● Requirements
Please copy out each of the items below word for word, leaving the pictures out of your answer.

● Records shown
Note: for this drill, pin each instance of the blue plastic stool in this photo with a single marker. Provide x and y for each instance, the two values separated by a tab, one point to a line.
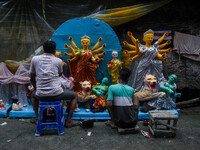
59	118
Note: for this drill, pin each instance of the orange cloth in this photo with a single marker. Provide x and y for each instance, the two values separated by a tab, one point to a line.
83	69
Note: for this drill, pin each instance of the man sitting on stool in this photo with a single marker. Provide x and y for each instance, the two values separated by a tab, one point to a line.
121	103
46	70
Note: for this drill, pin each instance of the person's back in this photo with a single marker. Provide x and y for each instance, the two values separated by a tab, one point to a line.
47	69
45	72
123	110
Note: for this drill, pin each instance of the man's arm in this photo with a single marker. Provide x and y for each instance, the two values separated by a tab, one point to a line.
33	80
109	103
136	101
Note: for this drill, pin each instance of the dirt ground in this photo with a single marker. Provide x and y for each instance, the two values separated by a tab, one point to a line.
19	134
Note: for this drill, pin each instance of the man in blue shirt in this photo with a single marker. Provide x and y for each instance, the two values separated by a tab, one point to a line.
121	103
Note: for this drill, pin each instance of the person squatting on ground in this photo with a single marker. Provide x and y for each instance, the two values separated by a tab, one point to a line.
45	71
121	103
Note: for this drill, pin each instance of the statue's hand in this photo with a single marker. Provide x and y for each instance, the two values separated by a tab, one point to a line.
166	34
169	49
66	46
125	43
178	95
168	42
104	53
100	39
129	33
93	96
137	41
170	92
70	38
126	52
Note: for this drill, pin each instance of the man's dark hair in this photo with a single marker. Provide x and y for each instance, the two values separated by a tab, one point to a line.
49	47
124	74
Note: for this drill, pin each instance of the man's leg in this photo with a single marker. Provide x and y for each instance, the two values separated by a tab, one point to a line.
69	122
35	103
111	122
70	95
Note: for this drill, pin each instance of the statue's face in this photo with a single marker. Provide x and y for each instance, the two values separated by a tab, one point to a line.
115	54
148	37
85	42
172	78
105	80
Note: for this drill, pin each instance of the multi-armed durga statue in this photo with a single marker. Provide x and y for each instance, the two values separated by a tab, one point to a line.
149	54
84	62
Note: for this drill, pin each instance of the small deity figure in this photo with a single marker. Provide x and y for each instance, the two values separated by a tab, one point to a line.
149	93
83	62
2	107
16	106
169	87
59	55
85	94
100	91
114	66
148	53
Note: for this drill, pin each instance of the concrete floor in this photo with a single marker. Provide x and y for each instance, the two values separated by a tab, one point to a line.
19	134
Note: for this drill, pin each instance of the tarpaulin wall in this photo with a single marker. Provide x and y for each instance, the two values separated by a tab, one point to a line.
26	24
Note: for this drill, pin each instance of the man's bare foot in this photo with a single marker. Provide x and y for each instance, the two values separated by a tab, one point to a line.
72	123
111	124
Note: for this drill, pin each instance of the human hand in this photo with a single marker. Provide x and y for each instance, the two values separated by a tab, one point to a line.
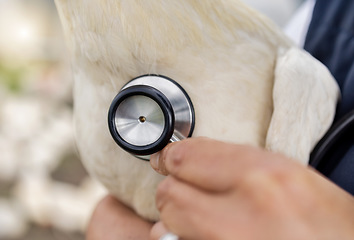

● Complete answer
Note: for this drill, pin each instance of the blue plastic stool in this photo with a single marker. Provide x and y for each instance, the two values separated by a tab, one point to a line.
59	118
Note: for this drill, pin each instance of the orange cloth in this photo with a single marker. Provide x and y for each instance, the two values separated by a tab, one point to a line.
83	69
Note: for this drill, pin each instance of the man sitting on stool in this photo with a single marker. Provide x and y for each instance, the two values separated by a tab, one point to a line.
121	103
46	70
Note: for this drill, pin each instance of the person's back in this photo with a single marker. Provide x and y for each instance, the two values separated by a tab, one point to a line.
47	69
45	72
123	110
Note: for this drill, pin each instance of the man's arm in this photo with a single marker. Provide x and y for each instance, the two values separated by a tab, one point to a line.
33	80
109	103
136	101
Note: for this drill, pin each instance of the dirt ground in this photo with a single marker. Provide x and y for each instance, the two values separated by a tab, one point to a line.
19	134
Note: for this drill, pin each instance of the man in blue shirt in this photo with a single marker. Provide x and y for each instance, the two values separated by a tab, one point to a line.
121	103
Note: for this drill, pin each instance of the person squatting on ground in this photo with a single marker. Provide x and y for each instance, the two values separated by a tab, one point to a line.
45	71
121	103
Note: for this drill, pin each instance of the statue's hand in this photo with a single marker. Provide x and y for each instance, the two values separated by a tab, one point to a line.
166	34
169	49
66	46
125	43
178	95
168	42
104	53
100	39
129	33
93	96
137	41
170	92
70	38
126	52
Note: for this drill, pin each instance of the man's dark hair in this photo with a single marker. Provide x and y for each instance, the two values separated by a tab, one point to a line.
49	47
124	74
Note: for this drill, pin each instance of the man's leg in this photo with a single marker. Provide x and y for each instance, the two values separated by a tab, one point to a line.
69	122
35	103
111	122
70	95
Note: for this drill, pin each instance of the statue's face in this photo with a single marker. Provide x and y for each instance, the two values separated by a tab, one point to a line.
115	54
148	37
85	42
172	78
105	80
Note: for this drill, pin each instance of the multi-armed durga statue in this photo with a single marker. Provide x and y for each instance, the two values separated by a tab, one point to a line.
149	54
84	62
Note: for this drill, pin each instance of the small deity figure in this photo with a single marker. Provide x and y for each instance, the two values separated by a tab, one point to a line.
149	93
83	62
2	107
16	106
169	87
59	55
85	94
100	91
114	66
148	53
Note: for this drill, pin each instance of the concrete floor in this photo with a single marker. Provide x and y for each instance, the two values separated by a tab, one point to a line.
19	134
Note: for this drill, pin each instance of the tarpaulin wall in this photo with a single marker. Provide x and y for each instance, the two values separated by a tab, one point to a line.
26	24
Note: for this drill, pin each instance of the man's bare foot in this photo with a single marker. Provide x and y for each instance, the two values separated by a tab, one point to a line.
72	123
111	124
Note: for this drill, pin each instance of the human hand in this photo with a single marker. Provide x and y for each instance, the two values separated by a tab, one point to a line.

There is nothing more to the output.